Aim ->
Rewrite the part that opens with the line containing "Give the innermost point of each instance of the horizon" and closes at the end of the lines, putting "water's edge" in place of "shoreline" and changing nothing else. Leave the pictures out of your answer.

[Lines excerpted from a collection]
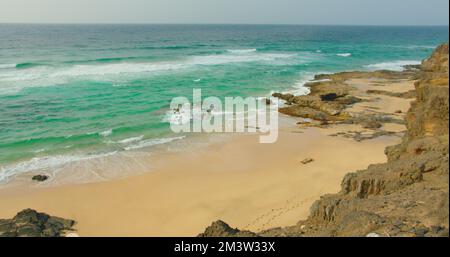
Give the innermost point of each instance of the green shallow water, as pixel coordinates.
(68, 90)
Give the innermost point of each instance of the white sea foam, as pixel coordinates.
(7, 66)
(59, 162)
(394, 66)
(106, 133)
(13, 80)
(344, 54)
(49, 163)
(152, 142)
(131, 140)
(242, 51)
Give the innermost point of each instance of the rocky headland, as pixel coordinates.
(408, 196)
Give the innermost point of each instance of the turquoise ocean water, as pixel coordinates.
(75, 92)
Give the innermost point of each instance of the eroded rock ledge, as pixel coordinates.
(30, 223)
(408, 195)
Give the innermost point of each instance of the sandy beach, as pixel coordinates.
(251, 185)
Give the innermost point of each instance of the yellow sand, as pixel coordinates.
(247, 184)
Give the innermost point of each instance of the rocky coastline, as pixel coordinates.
(408, 196)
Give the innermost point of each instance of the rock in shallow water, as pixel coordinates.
(30, 223)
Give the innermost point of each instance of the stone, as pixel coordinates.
(40, 178)
(30, 223)
(307, 161)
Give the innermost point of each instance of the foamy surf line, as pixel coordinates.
(58, 162)
(13, 80)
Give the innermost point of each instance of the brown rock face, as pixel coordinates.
(408, 195)
(30, 223)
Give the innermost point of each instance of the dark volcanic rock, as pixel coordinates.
(40, 178)
(408, 196)
(30, 223)
(221, 229)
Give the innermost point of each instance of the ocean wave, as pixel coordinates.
(131, 140)
(153, 142)
(46, 75)
(48, 163)
(241, 51)
(58, 162)
(344, 54)
(106, 133)
(8, 66)
(393, 66)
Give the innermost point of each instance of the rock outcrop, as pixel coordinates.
(30, 223)
(408, 195)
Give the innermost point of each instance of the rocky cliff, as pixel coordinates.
(408, 195)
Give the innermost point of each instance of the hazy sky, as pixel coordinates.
(359, 12)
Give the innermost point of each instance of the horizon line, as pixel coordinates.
(255, 24)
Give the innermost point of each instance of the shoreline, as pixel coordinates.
(251, 185)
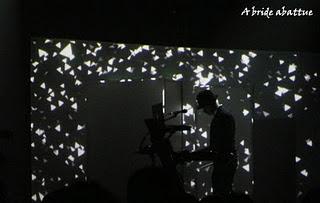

Answer to this exercise ->
Give the innermost point of each instance of the horizon line, as pixel coordinates.
(255, 24)
Give the innermost point of each instance of the water's edge, as pixel coordinates.
(251, 185)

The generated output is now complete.